→ **Exercise 1**
List every key in the dictionary from the mailing-list post on sorting a dictionary that is exactly four letters long.

→ **Document text**
____________________

[Tutor] Sorting a dictionary in one line?

Terry Carroll carroll@tjc.com
Sun Jan 19 15:59:02 2003


This isn't a practical question; I just want to get a better handle on why
something I tried didn't work.

I want to print a dictionary, sorted by key.   This works:

dict = { 'Kate': 'Bush',
         'Paul': 'McCartney',
         'Debbie': 'Gibson',
         'Faye': 'Wong',
         'David': 'Bowie',
         'Keith': 'Emerson',
         'Tori': 'Amos',
         'John': 'Lennon',
         'Sarah': 'Brightman',
         'Jimmy': 'Buffet'
         }
keylist = dict.keys()
keylist.sort()
for x in keylist:
    print x, dict[x]


In my first attempt, I tried to combine the sort() and keys() calls, right
in the for statement, without using a temporary list, and it doesn't work.

____________________

(A data block)

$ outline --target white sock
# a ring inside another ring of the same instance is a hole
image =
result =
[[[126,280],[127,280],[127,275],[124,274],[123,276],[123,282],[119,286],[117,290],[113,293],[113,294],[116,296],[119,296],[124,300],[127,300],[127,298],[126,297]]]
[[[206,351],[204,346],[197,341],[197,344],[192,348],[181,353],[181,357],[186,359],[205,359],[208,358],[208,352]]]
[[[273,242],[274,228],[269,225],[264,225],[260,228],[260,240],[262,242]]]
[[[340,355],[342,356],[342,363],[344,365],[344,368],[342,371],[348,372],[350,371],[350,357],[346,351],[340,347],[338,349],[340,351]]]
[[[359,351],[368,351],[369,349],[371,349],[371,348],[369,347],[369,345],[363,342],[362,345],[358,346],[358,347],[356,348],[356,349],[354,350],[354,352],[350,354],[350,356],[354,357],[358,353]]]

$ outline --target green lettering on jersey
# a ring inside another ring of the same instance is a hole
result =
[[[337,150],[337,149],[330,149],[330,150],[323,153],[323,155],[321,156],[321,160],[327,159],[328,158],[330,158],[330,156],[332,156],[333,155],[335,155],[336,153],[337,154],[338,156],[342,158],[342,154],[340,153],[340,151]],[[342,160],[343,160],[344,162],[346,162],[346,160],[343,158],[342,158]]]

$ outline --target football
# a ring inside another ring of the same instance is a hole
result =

____________________

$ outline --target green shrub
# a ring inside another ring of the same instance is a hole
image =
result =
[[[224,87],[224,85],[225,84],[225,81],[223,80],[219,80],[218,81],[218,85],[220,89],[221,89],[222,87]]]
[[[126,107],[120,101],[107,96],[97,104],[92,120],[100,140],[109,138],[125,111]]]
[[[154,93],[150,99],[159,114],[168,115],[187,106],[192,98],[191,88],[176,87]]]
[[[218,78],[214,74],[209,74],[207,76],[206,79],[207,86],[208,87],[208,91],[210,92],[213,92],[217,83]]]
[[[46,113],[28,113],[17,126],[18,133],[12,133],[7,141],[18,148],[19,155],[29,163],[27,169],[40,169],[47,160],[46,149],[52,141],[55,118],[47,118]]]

____________________

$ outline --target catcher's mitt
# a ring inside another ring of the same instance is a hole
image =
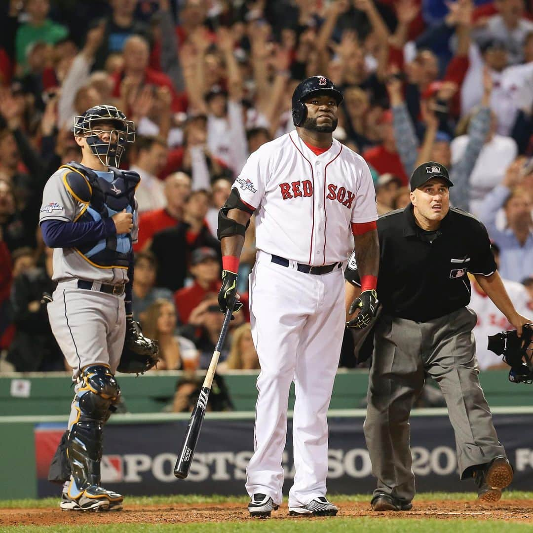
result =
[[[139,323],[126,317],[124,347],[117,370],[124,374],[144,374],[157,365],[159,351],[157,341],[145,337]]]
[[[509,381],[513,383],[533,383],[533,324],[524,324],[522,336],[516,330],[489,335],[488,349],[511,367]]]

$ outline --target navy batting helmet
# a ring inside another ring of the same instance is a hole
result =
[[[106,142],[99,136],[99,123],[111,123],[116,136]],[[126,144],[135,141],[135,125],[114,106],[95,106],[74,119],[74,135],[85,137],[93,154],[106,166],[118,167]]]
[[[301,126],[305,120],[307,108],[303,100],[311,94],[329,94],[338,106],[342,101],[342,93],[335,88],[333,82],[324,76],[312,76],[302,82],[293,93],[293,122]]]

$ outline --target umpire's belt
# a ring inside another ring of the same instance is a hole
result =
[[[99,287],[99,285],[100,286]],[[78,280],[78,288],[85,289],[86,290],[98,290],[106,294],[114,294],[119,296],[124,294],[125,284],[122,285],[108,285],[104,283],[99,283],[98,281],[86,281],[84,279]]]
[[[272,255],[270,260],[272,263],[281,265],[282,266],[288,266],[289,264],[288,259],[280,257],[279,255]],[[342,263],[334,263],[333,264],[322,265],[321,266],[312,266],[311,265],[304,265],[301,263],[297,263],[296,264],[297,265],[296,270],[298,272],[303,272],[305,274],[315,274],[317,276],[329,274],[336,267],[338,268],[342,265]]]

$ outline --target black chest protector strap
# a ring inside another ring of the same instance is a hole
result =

____________________

→ **Exercise 2**
Filter the records down to each line containing the string "outline". Matching is case-sensitive.

→ **Written reply 1**
Kate, Paul, Faye, Tori, John

→ **Written reply 2**
$ outline --target white sock
$ outline --target green lettering on jersey
$ outline --target football
$ outline --target green shrub
$ outline --target catcher's mitt
$ outline --target navy batting helmet
$ outline --target umpire's belt
$ outline --target black chest protector strap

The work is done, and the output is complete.